EXTRACTED DATA START

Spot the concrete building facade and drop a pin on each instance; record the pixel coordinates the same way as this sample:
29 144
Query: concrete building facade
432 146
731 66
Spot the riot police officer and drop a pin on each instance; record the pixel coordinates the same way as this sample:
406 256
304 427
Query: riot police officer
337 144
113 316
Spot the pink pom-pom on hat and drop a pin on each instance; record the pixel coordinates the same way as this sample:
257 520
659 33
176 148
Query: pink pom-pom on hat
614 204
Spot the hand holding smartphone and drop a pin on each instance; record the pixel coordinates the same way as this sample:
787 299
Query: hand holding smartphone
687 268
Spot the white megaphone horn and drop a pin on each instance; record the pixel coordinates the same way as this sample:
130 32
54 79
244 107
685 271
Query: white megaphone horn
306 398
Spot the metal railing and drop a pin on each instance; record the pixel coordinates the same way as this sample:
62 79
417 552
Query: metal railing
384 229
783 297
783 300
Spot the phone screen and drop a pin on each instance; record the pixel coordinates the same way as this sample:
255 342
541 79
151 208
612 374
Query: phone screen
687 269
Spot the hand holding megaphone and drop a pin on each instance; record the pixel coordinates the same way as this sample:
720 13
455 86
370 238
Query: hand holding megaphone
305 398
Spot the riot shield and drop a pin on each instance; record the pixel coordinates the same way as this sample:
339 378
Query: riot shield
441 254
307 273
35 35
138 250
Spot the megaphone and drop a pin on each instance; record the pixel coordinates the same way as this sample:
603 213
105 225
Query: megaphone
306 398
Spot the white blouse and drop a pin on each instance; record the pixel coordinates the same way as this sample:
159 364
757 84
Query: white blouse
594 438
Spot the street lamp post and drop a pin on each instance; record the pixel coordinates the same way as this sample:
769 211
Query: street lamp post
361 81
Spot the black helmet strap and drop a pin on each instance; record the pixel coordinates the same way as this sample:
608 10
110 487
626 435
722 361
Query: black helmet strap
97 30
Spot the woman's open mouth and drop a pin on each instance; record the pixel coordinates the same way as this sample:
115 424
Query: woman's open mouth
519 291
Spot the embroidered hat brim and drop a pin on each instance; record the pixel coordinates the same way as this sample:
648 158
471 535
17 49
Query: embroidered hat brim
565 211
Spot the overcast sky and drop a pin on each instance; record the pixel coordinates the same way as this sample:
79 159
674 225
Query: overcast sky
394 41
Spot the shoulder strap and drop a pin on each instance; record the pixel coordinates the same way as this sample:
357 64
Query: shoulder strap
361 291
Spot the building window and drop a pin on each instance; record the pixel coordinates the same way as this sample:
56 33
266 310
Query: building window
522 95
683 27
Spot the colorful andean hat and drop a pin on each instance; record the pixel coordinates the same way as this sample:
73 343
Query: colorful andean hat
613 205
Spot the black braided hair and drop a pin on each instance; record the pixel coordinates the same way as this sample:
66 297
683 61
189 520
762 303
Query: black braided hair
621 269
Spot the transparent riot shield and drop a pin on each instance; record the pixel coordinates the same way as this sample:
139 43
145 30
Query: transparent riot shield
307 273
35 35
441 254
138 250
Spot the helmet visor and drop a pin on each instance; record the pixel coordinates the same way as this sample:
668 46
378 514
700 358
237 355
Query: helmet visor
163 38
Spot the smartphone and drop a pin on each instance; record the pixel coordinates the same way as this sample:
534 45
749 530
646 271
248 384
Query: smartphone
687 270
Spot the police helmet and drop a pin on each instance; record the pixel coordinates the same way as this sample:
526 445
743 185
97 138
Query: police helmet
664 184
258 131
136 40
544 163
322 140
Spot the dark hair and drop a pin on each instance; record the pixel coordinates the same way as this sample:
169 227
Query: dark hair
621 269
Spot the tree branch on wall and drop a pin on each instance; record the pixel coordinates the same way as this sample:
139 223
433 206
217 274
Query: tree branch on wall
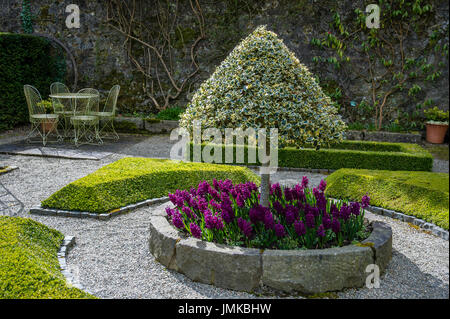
151 50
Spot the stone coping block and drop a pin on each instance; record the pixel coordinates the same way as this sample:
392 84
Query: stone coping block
248 269
66 245
316 270
67 213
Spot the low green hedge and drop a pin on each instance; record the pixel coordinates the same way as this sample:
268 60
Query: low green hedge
350 154
420 194
29 267
131 180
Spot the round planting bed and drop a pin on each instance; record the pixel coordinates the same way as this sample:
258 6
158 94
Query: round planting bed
247 269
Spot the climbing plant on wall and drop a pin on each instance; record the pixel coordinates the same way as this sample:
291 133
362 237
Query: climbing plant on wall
27 19
157 39
384 59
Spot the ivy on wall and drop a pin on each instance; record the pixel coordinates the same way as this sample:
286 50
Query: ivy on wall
27 19
384 58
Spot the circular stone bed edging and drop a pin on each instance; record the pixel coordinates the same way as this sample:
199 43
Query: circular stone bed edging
249 269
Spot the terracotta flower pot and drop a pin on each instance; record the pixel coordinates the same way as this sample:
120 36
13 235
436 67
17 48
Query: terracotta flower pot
48 127
436 133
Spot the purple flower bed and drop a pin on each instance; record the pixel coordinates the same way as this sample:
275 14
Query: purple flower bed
298 217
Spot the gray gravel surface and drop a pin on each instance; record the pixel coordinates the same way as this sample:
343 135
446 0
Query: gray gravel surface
113 261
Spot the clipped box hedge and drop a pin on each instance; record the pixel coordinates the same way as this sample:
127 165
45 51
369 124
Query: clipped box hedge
131 180
25 59
420 194
29 267
348 154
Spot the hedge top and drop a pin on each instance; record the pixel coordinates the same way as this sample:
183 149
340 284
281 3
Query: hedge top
261 84
420 194
29 265
131 180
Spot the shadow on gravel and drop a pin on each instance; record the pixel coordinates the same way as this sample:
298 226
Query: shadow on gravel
131 145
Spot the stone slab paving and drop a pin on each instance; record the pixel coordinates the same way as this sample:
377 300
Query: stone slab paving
114 261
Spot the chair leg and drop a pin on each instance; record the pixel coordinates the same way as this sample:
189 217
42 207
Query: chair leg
107 129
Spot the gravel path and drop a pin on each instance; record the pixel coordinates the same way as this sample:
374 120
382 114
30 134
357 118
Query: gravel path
113 261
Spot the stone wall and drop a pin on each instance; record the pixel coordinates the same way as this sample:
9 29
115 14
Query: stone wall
103 61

EXTRACTED DATA END

__PROBLEM REQUIREMENTS__. Write out the data once more exactly, omitting the pictures.

__PROBLEM SOLUTION__.
Spot the concrete building facade and drop a pin on each instance; record the pixel coordinates the same way as this sample:
29 144
Query: concrete building facade
432 146
731 66
Spot the riot police officer and drop a pin on each instance; record the pixel coordinates the same way as this sample:
406 256
304 427
Query: riot police officer
337 144
113 316
Spot the pink pom-pom on hat and drop a pin on each instance; record the pixel coordinates the same way as this sample:
257 520
659 33
176 148
Query: pink pom-pom on hat
614 204
Spot the hand holding smartphone and drop a pin on each instance; record the pixel coordinates the same way as this sample:
787 299
Query: hand holding smartphone
687 268
Spot the white megaphone horn and drop a pin on each instance; record the pixel coordinates the same way as this sample:
130 32
54 79
244 107
685 271
Query: white megaphone horn
306 398
Spot the metal railing and drop a pin on each instance; record the pixel coordinates the same way as this sample:
62 79
417 552
Query: metal railing
384 229
783 297
783 300
Spot the phone screen and drop a pin on each instance; record the pixel coordinates the same way as this sample:
255 342
541 79
151 208
612 374
Query: phone screen
687 269
Spot the hand holding megaphone and drop a pin on each instance; record the pixel coordinates the same way as this sample:
720 13
455 86
370 238
Query: hand holding megaphone
305 398
Spot the riot shield and drop a pin on each instance; record the pixel coordinates the same way as this sample:
339 378
Query: riot shield
441 254
307 273
35 35
138 250
Spot the megaphone and drop a pin on each instance; record the pixel coordinates the same way as this sample:
603 213
105 225
Query: megaphone
306 398
Spot the white blouse and drop a pin on each instance; record the pixel coordinates the same way as this sample:
159 364
757 84
Query: white blouse
594 438
Spot the street lamp post and drop a pin on each instance; record the pixel coordinates the same way as this sample:
769 211
Query: street lamp post
361 81
Spot the black helmet strap and drop a pin on each instance; record the pixel coordinates the same way as this sample:
608 10
110 487
626 435
722 361
Query: black helmet strap
97 30
Spot the woman's open mouth and drop a pin on each instance; record the pixel coordinates the same way as this sample:
115 424
Query: woman's open mouth
519 291
Spot the embroidered hat brim and drop a pin on each instance; record the pixel coordinates the same way as this sample:
648 158
471 535
17 49
Query: embroidered hat brim
565 211
Spot the overcast sky and drop a pin on each instance; record the pixel coordinates the same way as this sample:
79 159
674 225
Query: overcast sky
394 41
Spot the shoulder strap and drop a pin on each instance; record the pixel coordinates the same way as this sample:
357 64
Query: shoulder strap
361 291
Spot the building window and drop a pin on each instance; record the pixel coordinates the same way as this sample:
56 33
266 310
Query: building window
522 95
683 27
Spot the colorful andean hat and drop a pin on each instance; record the pixel coordinates the same way as this sample:
73 343
Query: colorful andean hat
613 205
Spot the black braided hair and drop a pin on each instance; record the pixel coordinates the same way as this sample:
66 297
683 61
189 520
762 303
Query: black braided hair
621 269
Spot the transparent riot shield and drop a pin on each instance; record the pixel coordinates the same way as this sample:
139 43
145 30
Query: transparent riot shield
307 273
35 35
441 254
138 250
Spot the helmet visor and drop a pin on each instance; record the pixel coordinates the same way as this sample:
668 46
378 514
700 358
237 355
Query: helmet visor
163 38
Spot the smartphone and drop a pin on each instance; record the pixel coordinates the same way as this sample:
534 45
749 530
646 271
248 384
Query: smartphone
687 270
Spot the police helmet and drop a pin on each instance; record the pixel coordinates the same way as this sample:
526 445
743 185
97 138
Query: police helmet
664 184
258 131
136 40
544 163
322 140
Spot the dark hair and drop a pin on each instance; record the pixel coordinates the same way as this sample:
169 227
Query: dark hair
621 269
Spot the tree branch on wall and drop a pin on each instance; record the pixel coordinates the same way as this sample:
139 223
433 206
217 274
Query: tree branch on wall
151 50
Spot the stone coping block and drop a pin on each instance; record the pixel coordinates the same way as this sample:
392 84
Query: stone coping block
248 269
66 245
316 270
67 213
Spot the low green hedge and drop a pin on each instance; record the pixel coordinates the same way as this sample:
268 60
Query: low green hedge
350 154
420 194
29 267
131 180
Spot the round planting bed and drop a pin on each instance; record the pixel coordinates the same way as this sample:
258 6
158 94
Query: round planting bed
247 269
Spot the climbing plant on wall and drop a pin on each instance; record the pixel coordinates the same way as this sample:
291 133
362 237
Query: climbing plant on wall
27 19
157 39
384 59
Spot the ivy on wall and drop a pin on each instance; record the pixel coordinates the same way as this sample:
286 50
Query: ivy on wall
27 19
384 58
Spot the circular stone bed edging and drop a pin on each instance; record the pixel coordinates the same way as this sample:
199 43
Query: circular stone bed edging
249 269
Spot the terracotta flower pot and drop a pin on each instance; record the pixel coordinates the same way as this sample:
120 36
13 235
436 67
17 48
Query: terracotta flower pot
48 127
436 133
Spot the purple flower bed and drop a pin on each instance; record the pixel coordinates the same way as this sample:
275 14
Query: purple flower bed
298 217
Spot the gray gravel surface and drop a pin on each instance; record the pixel coordinates the same way as this sample:
343 135
446 0
Query: gray gravel surface
113 261
Spot the clipped box hedge and drop a pin on each instance; record the pixel coordinates the same way as this sample:
127 165
45 51
369 124
Query: clipped box hedge
131 180
25 59
420 194
29 267
348 154
Spot the hedge top and drop a pin on each instance; record the pixel coordinates the same way as this sample:
183 149
340 284
281 3
Query: hedge top
261 84
420 194
29 265
131 180
Spot the shadow on gravel and drop a pin on each instance; record the pixel coordinates the same way as this sample:
298 226
Query: shadow on gravel
131 145
Spot the stone slab paving and drop a pin on each instance; record the pixel coordinates the same way as this sample:
377 300
Query: stone slab paving
114 261
Spot the chair leg and drop a pin on each instance; record the pixel coordinates the same way as this sample:
189 217
42 207
Query: chair leg
107 129
Spot the gravel path and drop a pin on each instance; record the pixel coordinates the same way as this sample:
374 120
382 114
30 134
357 118
Query: gravel path
113 261
Spot the stone wall and drop a pin on each instance; record the pixel coordinates the same way as this sample:
9 29
115 14
Query: stone wall
103 61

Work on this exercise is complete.